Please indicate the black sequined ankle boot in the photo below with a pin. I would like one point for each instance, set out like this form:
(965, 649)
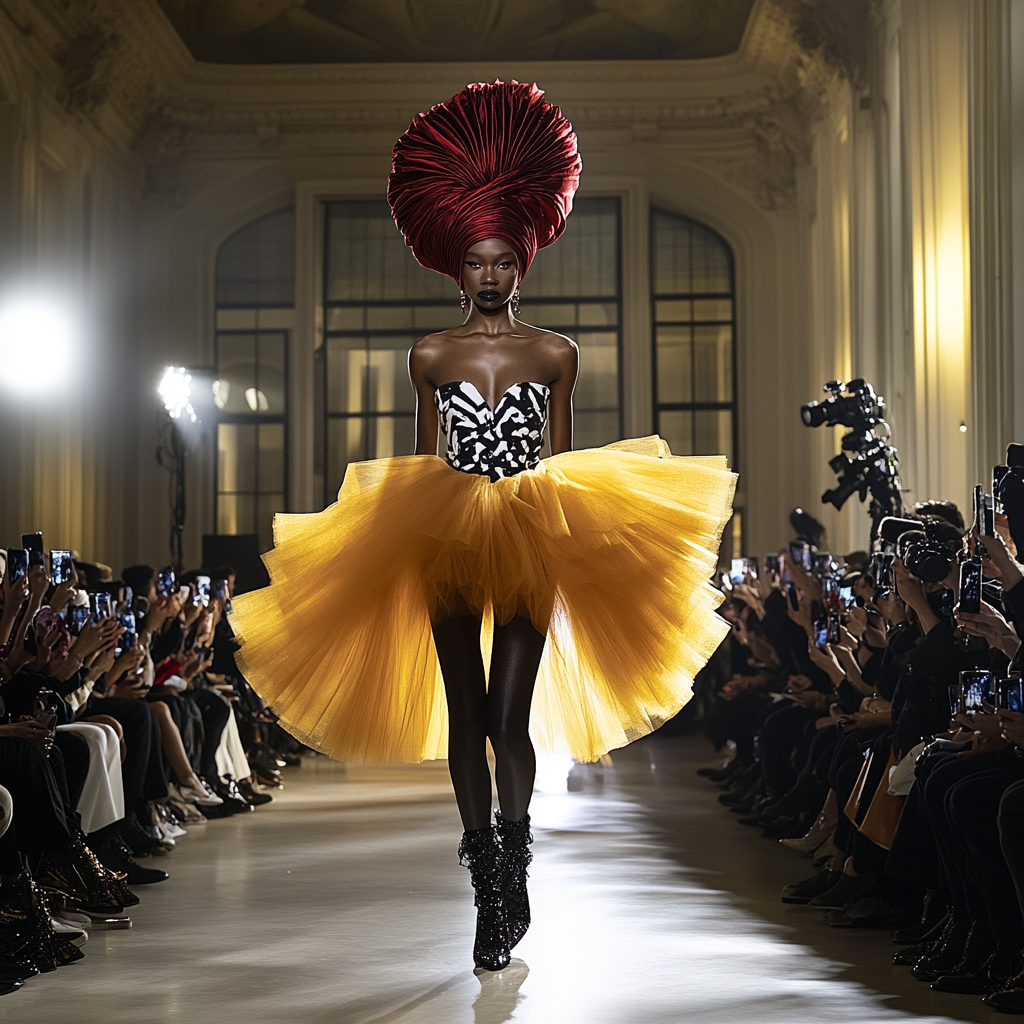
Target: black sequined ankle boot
(515, 838)
(480, 852)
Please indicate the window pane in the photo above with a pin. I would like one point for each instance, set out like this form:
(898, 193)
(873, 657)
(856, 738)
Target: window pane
(267, 505)
(346, 374)
(237, 514)
(345, 443)
(677, 428)
(388, 388)
(674, 309)
(598, 313)
(584, 261)
(236, 371)
(713, 358)
(598, 383)
(675, 381)
(369, 261)
(270, 374)
(550, 315)
(437, 317)
(346, 318)
(236, 457)
(713, 431)
(713, 309)
(271, 457)
(389, 317)
(712, 260)
(256, 265)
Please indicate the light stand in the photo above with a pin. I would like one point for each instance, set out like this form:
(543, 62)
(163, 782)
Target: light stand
(175, 390)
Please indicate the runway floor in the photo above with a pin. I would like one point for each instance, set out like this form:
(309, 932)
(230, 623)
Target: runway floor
(343, 903)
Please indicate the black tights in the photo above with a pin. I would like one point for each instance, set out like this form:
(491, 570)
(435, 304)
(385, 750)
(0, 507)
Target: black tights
(499, 713)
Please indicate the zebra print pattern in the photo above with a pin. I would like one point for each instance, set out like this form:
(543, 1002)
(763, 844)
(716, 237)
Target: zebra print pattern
(495, 443)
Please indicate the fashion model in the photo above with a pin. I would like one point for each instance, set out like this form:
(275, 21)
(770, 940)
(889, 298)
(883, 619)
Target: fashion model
(491, 595)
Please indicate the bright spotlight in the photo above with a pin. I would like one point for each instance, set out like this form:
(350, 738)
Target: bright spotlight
(37, 345)
(175, 389)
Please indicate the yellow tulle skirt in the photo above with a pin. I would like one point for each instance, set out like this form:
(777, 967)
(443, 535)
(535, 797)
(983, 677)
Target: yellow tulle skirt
(609, 551)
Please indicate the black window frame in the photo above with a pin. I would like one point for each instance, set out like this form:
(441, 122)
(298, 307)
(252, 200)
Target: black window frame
(655, 297)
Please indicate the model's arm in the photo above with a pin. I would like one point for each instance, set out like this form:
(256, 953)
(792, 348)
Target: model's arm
(560, 410)
(426, 412)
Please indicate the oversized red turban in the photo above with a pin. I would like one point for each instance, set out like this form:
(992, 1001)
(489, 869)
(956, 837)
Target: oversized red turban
(497, 161)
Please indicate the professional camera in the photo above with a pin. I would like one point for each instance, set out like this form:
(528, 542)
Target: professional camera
(871, 465)
(1008, 487)
(928, 547)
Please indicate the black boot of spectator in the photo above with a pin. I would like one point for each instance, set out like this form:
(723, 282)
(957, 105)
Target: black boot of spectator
(115, 854)
(947, 954)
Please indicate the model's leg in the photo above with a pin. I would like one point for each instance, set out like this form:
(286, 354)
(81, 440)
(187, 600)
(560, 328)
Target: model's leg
(457, 640)
(458, 643)
(514, 662)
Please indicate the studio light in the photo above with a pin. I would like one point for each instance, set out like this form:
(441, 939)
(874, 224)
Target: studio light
(175, 390)
(37, 345)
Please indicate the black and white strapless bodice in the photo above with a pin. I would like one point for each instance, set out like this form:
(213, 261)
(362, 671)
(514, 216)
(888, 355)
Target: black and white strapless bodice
(495, 442)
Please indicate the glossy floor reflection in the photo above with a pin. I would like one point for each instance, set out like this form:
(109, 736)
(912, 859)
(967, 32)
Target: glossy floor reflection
(343, 903)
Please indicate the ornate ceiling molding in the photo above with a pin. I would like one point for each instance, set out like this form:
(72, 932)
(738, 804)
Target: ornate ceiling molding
(119, 67)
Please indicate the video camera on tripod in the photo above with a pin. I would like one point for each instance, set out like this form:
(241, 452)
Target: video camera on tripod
(866, 463)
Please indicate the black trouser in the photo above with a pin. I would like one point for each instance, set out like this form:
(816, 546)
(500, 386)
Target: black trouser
(41, 824)
(186, 717)
(780, 747)
(972, 808)
(1011, 824)
(216, 710)
(142, 771)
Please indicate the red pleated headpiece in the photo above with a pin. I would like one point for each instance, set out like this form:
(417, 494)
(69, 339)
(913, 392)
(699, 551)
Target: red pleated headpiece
(497, 161)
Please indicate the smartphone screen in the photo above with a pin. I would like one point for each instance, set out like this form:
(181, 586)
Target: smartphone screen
(955, 700)
(987, 516)
(61, 566)
(17, 563)
(100, 605)
(977, 686)
(1013, 693)
(166, 583)
(801, 553)
(833, 629)
(971, 586)
(821, 632)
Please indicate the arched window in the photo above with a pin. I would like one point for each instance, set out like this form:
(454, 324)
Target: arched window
(378, 300)
(693, 315)
(255, 273)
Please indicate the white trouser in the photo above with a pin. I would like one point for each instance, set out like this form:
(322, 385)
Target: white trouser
(102, 800)
(230, 755)
(6, 810)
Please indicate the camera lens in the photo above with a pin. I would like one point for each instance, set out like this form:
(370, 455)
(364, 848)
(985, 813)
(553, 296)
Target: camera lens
(813, 414)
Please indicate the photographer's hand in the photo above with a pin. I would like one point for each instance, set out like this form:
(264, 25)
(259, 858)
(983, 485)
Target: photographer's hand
(15, 594)
(825, 659)
(989, 625)
(1008, 568)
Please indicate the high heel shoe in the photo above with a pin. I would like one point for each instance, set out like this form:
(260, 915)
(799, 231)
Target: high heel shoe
(515, 838)
(480, 852)
(822, 829)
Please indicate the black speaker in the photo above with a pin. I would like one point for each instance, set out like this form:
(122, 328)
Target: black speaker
(241, 551)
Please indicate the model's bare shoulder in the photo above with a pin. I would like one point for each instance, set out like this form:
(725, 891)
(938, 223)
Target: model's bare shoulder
(424, 354)
(563, 353)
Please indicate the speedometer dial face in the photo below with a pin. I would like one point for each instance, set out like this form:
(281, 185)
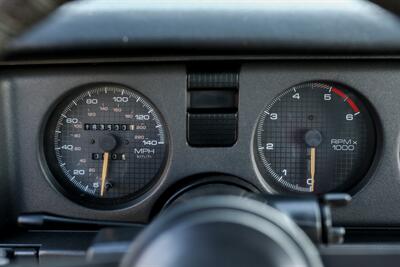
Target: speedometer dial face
(106, 144)
(314, 138)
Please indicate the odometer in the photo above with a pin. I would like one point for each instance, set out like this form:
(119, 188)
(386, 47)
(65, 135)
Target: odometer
(314, 137)
(105, 144)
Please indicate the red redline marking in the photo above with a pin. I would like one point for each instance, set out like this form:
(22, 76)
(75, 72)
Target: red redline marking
(353, 105)
(348, 100)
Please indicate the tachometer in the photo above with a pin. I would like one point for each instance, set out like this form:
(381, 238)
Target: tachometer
(314, 137)
(105, 144)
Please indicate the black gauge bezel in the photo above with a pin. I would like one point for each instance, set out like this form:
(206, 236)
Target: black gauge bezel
(356, 183)
(55, 175)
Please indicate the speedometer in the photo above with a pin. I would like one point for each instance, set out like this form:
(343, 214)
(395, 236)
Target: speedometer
(105, 144)
(314, 138)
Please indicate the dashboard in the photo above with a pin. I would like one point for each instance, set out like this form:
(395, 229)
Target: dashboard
(109, 125)
(355, 87)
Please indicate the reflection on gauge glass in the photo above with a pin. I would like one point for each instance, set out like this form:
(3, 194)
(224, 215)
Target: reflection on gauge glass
(105, 144)
(314, 138)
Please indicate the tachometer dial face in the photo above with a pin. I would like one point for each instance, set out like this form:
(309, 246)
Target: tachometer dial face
(105, 144)
(314, 138)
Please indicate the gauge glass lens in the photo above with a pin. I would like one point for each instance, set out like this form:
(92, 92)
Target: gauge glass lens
(105, 145)
(315, 137)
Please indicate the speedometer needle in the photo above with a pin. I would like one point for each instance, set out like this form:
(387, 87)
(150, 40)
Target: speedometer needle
(312, 168)
(104, 171)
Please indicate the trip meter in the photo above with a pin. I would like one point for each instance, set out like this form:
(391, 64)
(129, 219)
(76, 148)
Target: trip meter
(314, 138)
(106, 144)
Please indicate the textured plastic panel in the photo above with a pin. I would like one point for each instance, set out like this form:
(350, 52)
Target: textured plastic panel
(213, 27)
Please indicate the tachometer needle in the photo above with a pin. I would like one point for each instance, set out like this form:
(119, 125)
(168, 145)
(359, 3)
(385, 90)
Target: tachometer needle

**GOAL:** Reproduce the records above exactly, starting with the line that contains "Please indicate the speedometer in" and ending with the last line.

**RESULT OF THIS TASK:**
Please indicate the speedometer in the photo above with a pin. I would like one point for each instance, set out like this form:
(343, 214)
(395, 236)
Target: speedometer
(105, 144)
(314, 138)
Please indicate the dashboard in the photo above with a pin. I would like one point for each instance, set out like this form:
(395, 229)
Target: dashboard
(109, 125)
(355, 87)
Please indicate the reflection on gauge glass in the photo above with a pin. I would like one point for each instance, set out like this form:
(3, 194)
(224, 215)
Target: reflection on gauge glass
(105, 144)
(314, 138)
Please indicate the tachometer dial face in the photo above with a pin. I would like one point for each instance, set out like this form:
(309, 246)
Target: tachometer dial face
(105, 144)
(314, 138)
Please indicate the gauge glass lens in the photo above with a pin. I would like one point for each instance, set out like this form:
(92, 92)
Target: gauge glass lens
(105, 145)
(315, 137)
Please indicate the speedometer needle in the photo above with a pin. I would like one point for each instance, set out like this form:
(387, 87)
(150, 40)
Target: speedometer needle
(312, 168)
(104, 171)
Please indicate the trip meter in the photo above with a pin. I would like one point for each instance, set out like this form:
(391, 64)
(129, 219)
(76, 148)
Target: trip meter
(314, 138)
(106, 144)
Please indicate the textured plastic panel in the photo above with a pin. I would like one point for each instance, set out like this form:
(350, 52)
Target: textured plastic panel
(213, 27)
Please indicate the tachometer needle in the photo above with a pin. I would like one point for each instance, set out like this form:
(119, 125)
(168, 145)
(359, 3)
(385, 90)
Target: tachometer needle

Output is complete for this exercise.